- Prompt: For each statement, say yes or no according to the passage on the CatBoost prediction model, and quote the passage's words that decide it. 1. The compressed model built from 20 key features performed slightly better than the full model. 2. The study was carried out at a single center. 3. CatBoost was launched by Yandex in 2018.

- Text passage:
+ + +

The high prevalence of cardiovascular diseases in patients with PD is related to uremic toxins, inflammation (ESR), and disorders in bone mineral metabolism (Vd, serum phosphorus, and iPTH) [20]. Similarly, we observed Vd, serum phosphorus, iPTH, ESR, creatinine, and cardiovascular disease to be associated with adverse PD prognosis in patients. Furthermore, we observed that TIBC and SF are critical predictive factors for adverse PD prognosis and that higher amounts of iron increase the risk of QT dispersion [21]. Functional iron deficiency is an independent risk factor for all-cause death in patients with PD. Consistent with our research findings, patients with PD with high iron levels have a four-fold higher risk of all-cause cardiovascular death [22]. The effect of the COVID-19 pandemic on patients with PD is still being debated, and certain authors argue that COVID-19 has no effect on the survival of patients with PD [23]. However, other researchers state that the COVID-19 pandemic led to increased death [24, 25]. During the severe period of the COVID-19 pandemic, the mortality rate of patients with PD at our centre was 2.64%, whereas no significant changes were observed in the mortality rate of patients with PD (5.13%) over the same period. We believe that the COVID-19 pandemic had no significant effect the results of the model.

ML is an interdisciplinary field of mathematics and statistics [26] that involves fitting predictive models to data for information grouping. We assumed that ML methods could predict the adverse prognosis of patients before starting PD, recommended the most favourable dialysis method, and provided timely medical intervention, which improved patient prognosis and reduced medical costs.

CatBoost is the third Gradient-Boosted Decision Tree (GBDT)–based improved algorithm after XGBoost and LightGBM [27]. Launched by Yandex Company in Russia in 2018 and is open source. It uses gradient lifting on the decision tree and can be easily integrated into deep-learning frameworks. Based on the GBDT framework, which has fewer parameters, CatBoost supports categorical variables with high ACC and can efficiently and reasonably process t-algorithms. CatBoost has been extensively studied in the prediction of skin sensitisation [28], depression occurrence [29], pregnancy diabetes management [30], and transplanted kidney function [8], and it exhibits good predictive performance. Owing to numerous factors that affect an adverse PD prognosis and considering the clinical applications, we reconstructed a compression model by extracting 20 key features ranked by the SHAP values. This simplified version of the model was slightly weaker in performance than the full model but was more conducive to clinical application and data collection. Before a patient starts PD, the CatBoost model can be used to predict whether the patient is suitable for PD treatment and whether PD-related peritonitis may occur. On the basis of the prediction, the most optimal dialysis plan can be selected for the patient allowing early intervention.

Our study had several limitations. First, this was a single-centre retrospective study, and we could not evaluate whether the external cohort population exhibited the same pattern. Second, this study used the median of missing values, which inevitably led to bias. Third, the number of cases was relatively small, and the model construction lacked cross-validation and external validation, all of which affected the ability to generalise the model. A multicenter joint study is needed to validate the model. Finally, only patients with PD were included in the study. Therefore, the model might be strongly biased if it is used for patients with chronic kidney disease for the selection of the best renal replacement therapy.

Conclusions

Collectively, the CatBoost model built using the intelligent analysis technology of ML demonstrated the best predictive performance (AUC: 0.79; ACC: 0.74). Thus, the model has potential value in patient screening before PD and hierarchical management after PD.

+ + +

- Stored data:

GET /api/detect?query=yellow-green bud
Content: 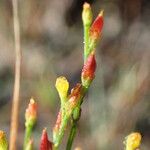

+ + +

- Answer to this task:
1. No: "This simplified version of the model was slightly weaker in performance than the full model"
2. Yes: "this was a single-centre retrospective study"
3. Yes: "Launched by Yandex Company in Russia in 2018 and is open source."